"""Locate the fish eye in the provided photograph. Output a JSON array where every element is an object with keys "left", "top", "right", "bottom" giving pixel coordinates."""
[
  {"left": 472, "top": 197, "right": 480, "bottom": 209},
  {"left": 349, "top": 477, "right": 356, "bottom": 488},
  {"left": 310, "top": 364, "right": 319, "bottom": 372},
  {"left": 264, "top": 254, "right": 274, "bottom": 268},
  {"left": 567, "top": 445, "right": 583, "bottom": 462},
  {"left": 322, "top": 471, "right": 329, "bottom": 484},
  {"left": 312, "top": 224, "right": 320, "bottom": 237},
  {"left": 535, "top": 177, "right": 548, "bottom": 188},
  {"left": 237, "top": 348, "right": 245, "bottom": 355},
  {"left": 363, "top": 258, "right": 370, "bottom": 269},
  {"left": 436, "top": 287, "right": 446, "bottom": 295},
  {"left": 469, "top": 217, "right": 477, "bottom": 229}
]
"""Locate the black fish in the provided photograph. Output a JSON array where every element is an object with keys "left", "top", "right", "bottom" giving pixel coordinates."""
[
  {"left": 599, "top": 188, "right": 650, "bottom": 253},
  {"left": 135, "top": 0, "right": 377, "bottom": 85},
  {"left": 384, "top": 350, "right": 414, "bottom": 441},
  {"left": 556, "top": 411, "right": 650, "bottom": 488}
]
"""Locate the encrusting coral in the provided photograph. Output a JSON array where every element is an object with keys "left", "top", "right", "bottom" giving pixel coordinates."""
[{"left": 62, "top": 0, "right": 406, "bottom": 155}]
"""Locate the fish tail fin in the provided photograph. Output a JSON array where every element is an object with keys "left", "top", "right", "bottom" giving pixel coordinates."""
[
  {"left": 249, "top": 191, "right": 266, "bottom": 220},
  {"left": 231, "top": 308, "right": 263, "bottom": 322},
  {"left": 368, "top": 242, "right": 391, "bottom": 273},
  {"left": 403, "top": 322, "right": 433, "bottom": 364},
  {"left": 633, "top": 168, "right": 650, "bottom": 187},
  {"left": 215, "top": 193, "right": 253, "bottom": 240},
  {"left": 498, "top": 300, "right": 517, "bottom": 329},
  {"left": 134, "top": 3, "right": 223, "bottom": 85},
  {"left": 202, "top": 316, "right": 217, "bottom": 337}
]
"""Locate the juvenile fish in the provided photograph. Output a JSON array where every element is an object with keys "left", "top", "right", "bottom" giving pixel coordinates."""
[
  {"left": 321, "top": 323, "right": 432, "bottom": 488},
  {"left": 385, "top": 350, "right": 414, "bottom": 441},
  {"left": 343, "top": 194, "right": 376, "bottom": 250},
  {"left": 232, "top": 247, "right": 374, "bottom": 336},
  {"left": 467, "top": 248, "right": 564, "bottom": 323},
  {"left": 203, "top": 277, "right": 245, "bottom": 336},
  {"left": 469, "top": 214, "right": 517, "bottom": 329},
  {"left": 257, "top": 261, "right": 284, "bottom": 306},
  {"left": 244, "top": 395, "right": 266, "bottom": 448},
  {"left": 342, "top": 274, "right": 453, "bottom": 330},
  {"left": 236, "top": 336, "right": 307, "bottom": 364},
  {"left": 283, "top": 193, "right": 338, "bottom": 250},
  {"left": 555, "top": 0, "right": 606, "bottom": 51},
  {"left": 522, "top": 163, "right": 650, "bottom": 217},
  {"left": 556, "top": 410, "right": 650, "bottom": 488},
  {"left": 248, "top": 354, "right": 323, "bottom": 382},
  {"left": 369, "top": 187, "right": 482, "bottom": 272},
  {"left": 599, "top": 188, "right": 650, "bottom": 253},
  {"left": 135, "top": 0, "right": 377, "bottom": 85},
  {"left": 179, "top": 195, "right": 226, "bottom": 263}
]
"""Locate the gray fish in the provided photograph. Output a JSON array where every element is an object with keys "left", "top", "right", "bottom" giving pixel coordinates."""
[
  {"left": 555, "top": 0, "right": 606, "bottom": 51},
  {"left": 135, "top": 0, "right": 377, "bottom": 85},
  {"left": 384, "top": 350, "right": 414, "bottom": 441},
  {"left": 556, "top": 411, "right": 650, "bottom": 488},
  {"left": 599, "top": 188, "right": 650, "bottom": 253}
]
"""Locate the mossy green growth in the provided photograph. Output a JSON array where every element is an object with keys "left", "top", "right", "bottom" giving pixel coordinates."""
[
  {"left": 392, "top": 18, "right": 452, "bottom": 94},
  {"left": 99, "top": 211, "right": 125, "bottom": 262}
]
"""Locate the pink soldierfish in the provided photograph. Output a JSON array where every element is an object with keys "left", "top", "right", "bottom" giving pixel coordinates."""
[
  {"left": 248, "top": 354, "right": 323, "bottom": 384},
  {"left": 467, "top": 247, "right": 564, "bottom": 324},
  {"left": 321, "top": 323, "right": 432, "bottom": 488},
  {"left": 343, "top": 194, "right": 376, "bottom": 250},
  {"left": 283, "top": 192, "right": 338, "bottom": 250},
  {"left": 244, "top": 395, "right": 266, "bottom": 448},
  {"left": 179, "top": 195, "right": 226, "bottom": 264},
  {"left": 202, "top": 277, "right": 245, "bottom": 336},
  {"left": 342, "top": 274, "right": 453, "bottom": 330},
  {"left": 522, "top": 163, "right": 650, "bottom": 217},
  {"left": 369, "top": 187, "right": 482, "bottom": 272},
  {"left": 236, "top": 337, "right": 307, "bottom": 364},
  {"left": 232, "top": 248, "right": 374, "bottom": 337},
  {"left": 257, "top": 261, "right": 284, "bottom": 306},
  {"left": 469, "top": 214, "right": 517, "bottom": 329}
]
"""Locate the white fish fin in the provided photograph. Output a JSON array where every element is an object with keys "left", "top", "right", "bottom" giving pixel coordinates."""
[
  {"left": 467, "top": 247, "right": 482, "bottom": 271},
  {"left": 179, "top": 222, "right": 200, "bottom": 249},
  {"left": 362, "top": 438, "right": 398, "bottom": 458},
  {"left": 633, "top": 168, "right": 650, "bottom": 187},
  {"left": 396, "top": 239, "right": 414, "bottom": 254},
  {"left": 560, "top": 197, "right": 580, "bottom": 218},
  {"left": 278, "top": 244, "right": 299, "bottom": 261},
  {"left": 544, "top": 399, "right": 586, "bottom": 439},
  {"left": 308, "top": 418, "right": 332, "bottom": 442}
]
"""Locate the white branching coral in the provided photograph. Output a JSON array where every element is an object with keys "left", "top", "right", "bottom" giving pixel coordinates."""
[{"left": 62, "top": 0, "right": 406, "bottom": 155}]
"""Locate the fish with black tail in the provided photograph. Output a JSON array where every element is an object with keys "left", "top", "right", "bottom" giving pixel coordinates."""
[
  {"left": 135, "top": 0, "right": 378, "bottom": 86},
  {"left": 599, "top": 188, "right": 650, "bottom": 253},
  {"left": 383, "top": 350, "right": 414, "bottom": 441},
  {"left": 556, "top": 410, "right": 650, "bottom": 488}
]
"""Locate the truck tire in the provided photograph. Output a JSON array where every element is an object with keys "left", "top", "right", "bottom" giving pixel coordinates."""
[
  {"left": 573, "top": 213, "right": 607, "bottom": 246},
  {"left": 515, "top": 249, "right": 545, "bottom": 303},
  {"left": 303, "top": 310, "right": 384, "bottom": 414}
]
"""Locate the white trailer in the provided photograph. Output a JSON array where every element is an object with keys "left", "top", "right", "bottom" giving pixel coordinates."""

> **WHAT THE TASK ASKS**
Once more, give all the records exactly as they were written.

> **SOLUTION TO THE EXERCISE**
"""Locate the fish eye in the provided photograph. Output a JSON array where every element is an object with keys "left", "top", "right", "bottom" giving pixel coordinates."""
[
  {"left": 472, "top": 197, "right": 480, "bottom": 209},
  {"left": 349, "top": 477, "right": 356, "bottom": 488},
  {"left": 310, "top": 364, "right": 319, "bottom": 372},
  {"left": 264, "top": 254, "right": 274, "bottom": 268},
  {"left": 567, "top": 445, "right": 583, "bottom": 462},
  {"left": 322, "top": 471, "right": 329, "bottom": 484},
  {"left": 312, "top": 224, "right": 320, "bottom": 237},
  {"left": 535, "top": 177, "right": 548, "bottom": 188},
  {"left": 237, "top": 348, "right": 245, "bottom": 355},
  {"left": 363, "top": 258, "right": 370, "bottom": 269},
  {"left": 436, "top": 287, "right": 446, "bottom": 295},
  {"left": 469, "top": 217, "right": 477, "bottom": 229}
]
"""Locate the black fish in the provided photograph. Output a JSON array where every element is an object with keys "left", "top", "right", "bottom" giving pixel coordinates."""
[
  {"left": 599, "top": 188, "right": 650, "bottom": 253},
  {"left": 135, "top": 0, "right": 377, "bottom": 85},
  {"left": 384, "top": 350, "right": 414, "bottom": 441},
  {"left": 556, "top": 411, "right": 650, "bottom": 488}
]
"""Locate the encrusting coral in the provided photograph. Output a JSON array where every element is an object with keys "left", "top", "right", "bottom" giving pixel coordinates."""
[{"left": 62, "top": 0, "right": 406, "bottom": 155}]
"""Locate the fish tail fin in the provided photograph. Output a JSON array where every element is an object with keys "left", "top", "right", "bottom" giving pixel coordinates."""
[
  {"left": 249, "top": 191, "right": 266, "bottom": 220},
  {"left": 231, "top": 308, "right": 263, "bottom": 322},
  {"left": 368, "top": 242, "right": 391, "bottom": 273},
  {"left": 403, "top": 322, "right": 433, "bottom": 364},
  {"left": 633, "top": 168, "right": 650, "bottom": 187},
  {"left": 215, "top": 193, "right": 253, "bottom": 240},
  {"left": 498, "top": 300, "right": 517, "bottom": 329},
  {"left": 134, "top": 3, "right": 223, "bottom": 85},
  {"left": 202, "top": 316, "right": 217, "bottom": 337}
]
"""Locate the juvenile fish in the provided photograph. Output a JSON array where every element is an object with keys "left", "top", "right", "bottom" giving pixel coordinates."""
[
  {"left": 321, "top": 323, "right": 432, "bottom": 488},
  {"left": 385, "top": 350, "right": 414, "bottom": 441},
  {"left": 343, "top": 194, "right": 376, "bottom": 250},
  {"left": 232, "top": 247, "right": 374, "bottom": 336},
  {"left": 467, "top": 248, "right": 564, "bottom": 323},
  {"left": 203, "top": 277, "right": 245, "bottom": 336},
  {"left": 469, "top": 214, "right": 517, "bottom": 329},
  {"left": 257, "top": 261, "right": 284, "bottom": 306},
  {"left": 244, "top": 395, "right": 266, "bottom": 448},
  {"left": 342, "top": 274, "right": 453, "bottom": 330},
  {"left": 236, "top": 336, "right": 307, "bottom": 364},
  {"left": 283, "top": 193, "right": 338, "bottom": 250},
  {"left": 555, "top": 0, "right": 606, "bottom": 51},
  {"left": 522, "top": 163, "right": 650, "bottom": 217},
  {"left": 556, "top": 410, "right": 650, "bottom": 488},
  {"left": 248, "top": 354, "right": 323, "bottom": 382},
  {"left": 369, "top": 187, "right": 482, "bottom": 272},
  {"left": 599, "top": 188, "right": 650, "bottom": 253},
  {"left": 135, "top": 0, "right": 377, "bottom": 85},
  {"left": 179, "top": 195, "right": 226, "bottom": 263}
]
"""Locate the gray fish in the provided photograph. Output a JSON array where every element is an object with keys "left", "top", "right", "bottom" giving pixel coordinates."""
[
  {"left": 555, "top": 0, "right": 606, "bottom": 51},
  {"left": 135, "top": 0, "right": 377, "bottom": 85},
  {"left": 384, "top": 350, "right": 414, "bottom": 441},
  {"left": 556, "top": 411, "right": 650, "bottom": 488},
  {"left": 599, "top": 188, "right": 650, "bottom": 253}
]
"""Locate the mossy green growth in the provided photograph. Output a JSON array where every element is an object with keys "left", "top", "right", "bottom" giving pixel coordinates."""
[
  {"left": 392, "top": 18, "right": 452, "bottom": 94},
  {"left": 99, "top": 211, "right": 125, "bottom": 262}
]
"""Locate the pink soldierfish in the provided photograph. Output a JSON array where every element is an object with keys "left", "top", "right", "bottom" giving pixel coordinates."""
[
  {"left": 248, "top": 354, "right": 323, "bottom": 384},
  {"left": 467, "top": 247, "right": 564, "bottom": 324},
  {"left": 321, "top": 323, "right": 432, "bottom": 488},
  {"left": 343, "top": 194, "right": 376, "bottom": 250},
  {"left": 283, "top": 192, "right": 338, "bottom": 250},
  {"left": 244, "top": 395, "right": 266, "bottom": 448},
  {"left": 179, "top": 195, "right": 226, "bottom": 264},
  {"left": 202, "top": 277, "right": 245, "bottom": 336},
  {"left": 342, "top": 274, "right": 453, "bottom": 330},
  {"left": 522, "top": 163, "right": 650, "bottom": 217},
  {"left": 369, "top": 187, "right": 482, "bottom": 272},
  {"left": 236, "top": 337, "right": 307, "bottom": 364},
  {"left": 232, "top": 248, "right": 374, "bottom": 337},
  {"left": 257, "top": 261, "right": 284, "bottom": 306},
  {"left": 469, "top": 214, "right": 517, "bottom": 329}
]
"""Locate the white fish fin in the provided photograph. Output a JSON array where every element is an object with keys "left", "top", "right", "bottom" giving pixel coordinates."""
[
  {"left": 467, "top": 247, "right": 482, "bottom": 271},
  {"left": 179, "top": 222, "right": 200, "bottom": 249},
  {"left": 362, "top": 438, "right": 398, "bottom": 458},
  {"left": 633, "top": 168, "right": 650, "bottom": 187},
  {"left": 396, "top": 239, "right": 414, "bottom": 254},
  {"left": 560, "top": 197, "right": 580, "bottom": 218},
  {"left": 278, "top": 244, "right": 299, "bottom": 261},
  {"left": 544, "top": 399, "right": 586, "bottom": 439},
  {"left": 308, "top": 418, "right": 332, "bottom": 442}
]
"""Locate the white branching coral in the provided photograph. Output a JSON array where every element is an object with keys "left", "top", "right", "bottom" giving pixel coordinates."""
[{"left": 62, "top": 0, "right": 406, "bottom": 155}]
"""Locate the fish with black tail in the provided photograph. Output a JSON array where every element is an object with keys "left", "top", "right", "bottom" giving pixel coordinates."""
[
  {"left": 135, "top": 0, "right": 378, "bottom": 86},
  {"left": 599, "top": 188, "right": 650, "bottom": 253},
  {"left": 383, "top": 350, "right": 414, "bottom": 441},
  {"left": 556, "top": 410, "right": 650, "bottom": 488}
]
"""Locate the truck tire in the provided photograph. Output a JSON array where every element is an object with keys "left", "top", "right", "bottom" giving pixel coordinates."""
[
  {"left": 573, "top": 213, "right": 607, "bottom": 246},
  {"left": 515, "top": 249, "right": 545, "bottom": 303},
  {"left": 303, "top": 310, "right": 384, "bottom": 414}
]
"""Locate the white trailer in the provided photograph. Output a JSON array where every element is an object with keys "left", "top", "right", "bottom" giving pixel coordinates."""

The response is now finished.